[What you will do] Please set down, exactly as written, the line containing "In the photo above, where can the bowl" and every line after it through the end of the records.

★ ★ ★

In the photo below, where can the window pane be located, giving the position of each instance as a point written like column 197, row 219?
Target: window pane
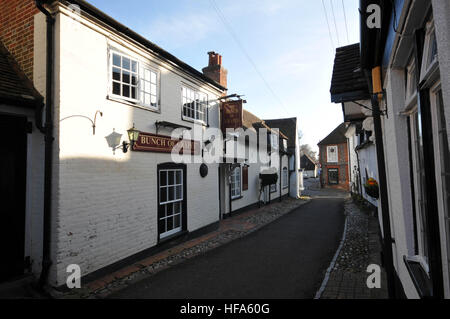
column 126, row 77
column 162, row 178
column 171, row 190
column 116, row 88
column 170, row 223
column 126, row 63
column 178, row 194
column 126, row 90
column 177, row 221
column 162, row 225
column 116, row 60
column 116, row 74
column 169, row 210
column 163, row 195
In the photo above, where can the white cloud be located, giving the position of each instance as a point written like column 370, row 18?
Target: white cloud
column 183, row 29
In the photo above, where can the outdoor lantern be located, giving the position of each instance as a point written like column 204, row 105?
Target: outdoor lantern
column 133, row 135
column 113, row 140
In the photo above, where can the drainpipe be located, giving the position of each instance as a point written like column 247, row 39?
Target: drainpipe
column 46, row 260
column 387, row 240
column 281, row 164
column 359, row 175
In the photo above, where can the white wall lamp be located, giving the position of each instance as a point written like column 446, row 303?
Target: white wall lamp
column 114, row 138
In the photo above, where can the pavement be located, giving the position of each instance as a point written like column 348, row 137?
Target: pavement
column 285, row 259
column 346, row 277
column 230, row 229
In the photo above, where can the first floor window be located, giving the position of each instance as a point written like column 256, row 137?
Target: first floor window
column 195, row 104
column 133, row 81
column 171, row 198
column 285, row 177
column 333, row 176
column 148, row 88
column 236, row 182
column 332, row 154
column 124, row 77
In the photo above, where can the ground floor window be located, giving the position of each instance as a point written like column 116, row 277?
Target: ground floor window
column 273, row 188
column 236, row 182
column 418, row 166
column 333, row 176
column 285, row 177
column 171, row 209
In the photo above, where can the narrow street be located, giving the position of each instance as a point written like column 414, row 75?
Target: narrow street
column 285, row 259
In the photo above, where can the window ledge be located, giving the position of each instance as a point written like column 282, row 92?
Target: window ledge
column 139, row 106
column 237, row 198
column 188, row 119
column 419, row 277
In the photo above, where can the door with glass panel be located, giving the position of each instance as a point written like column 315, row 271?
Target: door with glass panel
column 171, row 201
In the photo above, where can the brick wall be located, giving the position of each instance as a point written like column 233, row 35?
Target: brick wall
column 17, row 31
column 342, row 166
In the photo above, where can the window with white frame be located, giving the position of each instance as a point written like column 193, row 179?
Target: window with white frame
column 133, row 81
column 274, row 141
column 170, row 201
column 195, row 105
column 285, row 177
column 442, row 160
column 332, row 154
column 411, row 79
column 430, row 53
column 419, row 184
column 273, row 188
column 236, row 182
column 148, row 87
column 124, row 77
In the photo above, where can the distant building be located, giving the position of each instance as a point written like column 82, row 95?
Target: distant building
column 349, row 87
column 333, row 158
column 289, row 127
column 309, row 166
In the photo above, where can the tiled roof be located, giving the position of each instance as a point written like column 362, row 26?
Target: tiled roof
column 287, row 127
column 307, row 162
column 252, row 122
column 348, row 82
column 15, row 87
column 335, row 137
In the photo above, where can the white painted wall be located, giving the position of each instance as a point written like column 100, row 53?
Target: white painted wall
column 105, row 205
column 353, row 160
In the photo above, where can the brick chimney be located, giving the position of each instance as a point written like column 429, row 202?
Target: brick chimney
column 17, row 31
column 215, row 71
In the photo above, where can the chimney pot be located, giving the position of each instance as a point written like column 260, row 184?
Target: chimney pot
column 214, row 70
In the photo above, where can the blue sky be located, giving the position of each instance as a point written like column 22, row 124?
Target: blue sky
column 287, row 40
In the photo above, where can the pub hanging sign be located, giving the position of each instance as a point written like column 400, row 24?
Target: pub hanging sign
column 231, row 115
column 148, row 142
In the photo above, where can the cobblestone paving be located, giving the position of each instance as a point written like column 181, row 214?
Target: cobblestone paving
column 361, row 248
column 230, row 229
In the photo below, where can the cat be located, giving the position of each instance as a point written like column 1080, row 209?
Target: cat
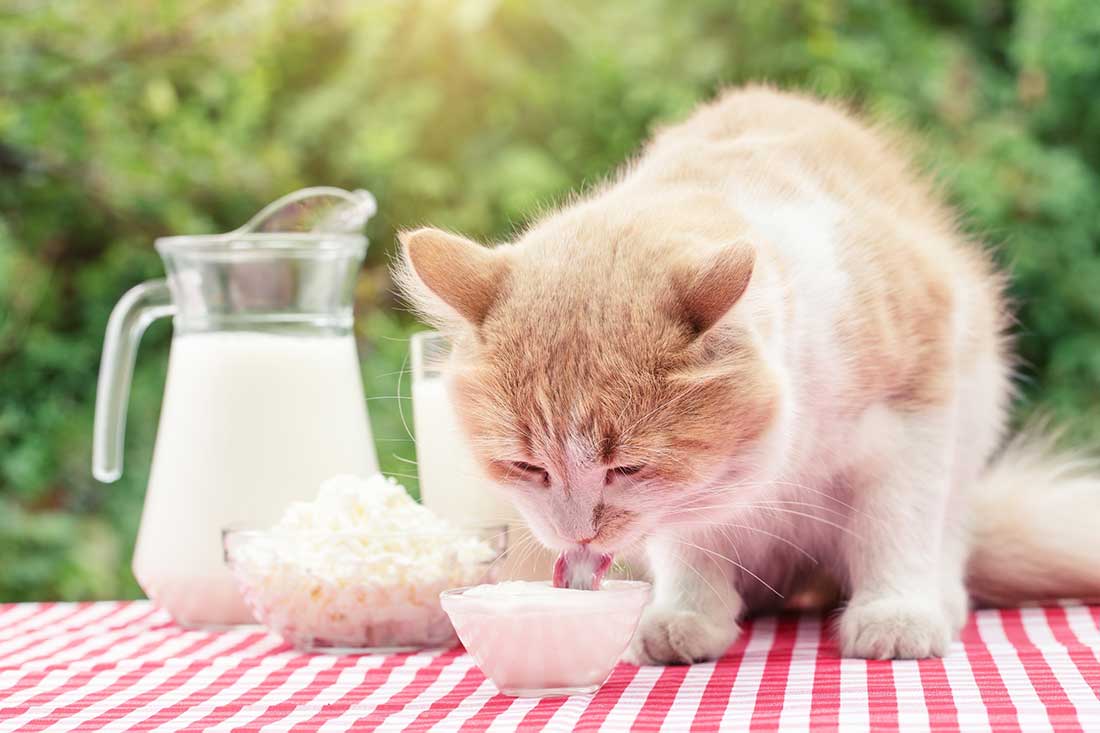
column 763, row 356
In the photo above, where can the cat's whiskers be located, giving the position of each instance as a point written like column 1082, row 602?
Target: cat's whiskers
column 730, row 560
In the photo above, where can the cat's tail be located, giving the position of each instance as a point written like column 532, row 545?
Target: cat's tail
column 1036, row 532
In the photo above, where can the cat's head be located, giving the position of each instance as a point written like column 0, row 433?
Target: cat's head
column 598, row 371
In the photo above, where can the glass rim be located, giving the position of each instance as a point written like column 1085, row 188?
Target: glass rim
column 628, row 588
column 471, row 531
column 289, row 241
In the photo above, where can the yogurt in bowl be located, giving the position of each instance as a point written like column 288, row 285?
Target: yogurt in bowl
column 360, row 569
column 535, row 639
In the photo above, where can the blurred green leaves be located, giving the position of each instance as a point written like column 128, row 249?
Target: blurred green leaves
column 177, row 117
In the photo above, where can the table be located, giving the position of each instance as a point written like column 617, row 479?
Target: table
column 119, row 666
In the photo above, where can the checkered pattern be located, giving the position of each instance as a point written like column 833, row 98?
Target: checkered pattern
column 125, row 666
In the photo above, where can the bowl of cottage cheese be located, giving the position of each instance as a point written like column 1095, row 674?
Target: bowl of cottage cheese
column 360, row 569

★ ★ ★

[Final answer]
In the photo above, where can the bowl of cottage cheese be located, giving the position of each instance as a point written like column 1095, row 674?
Target: bowl of cottage cheese
column 360, row 569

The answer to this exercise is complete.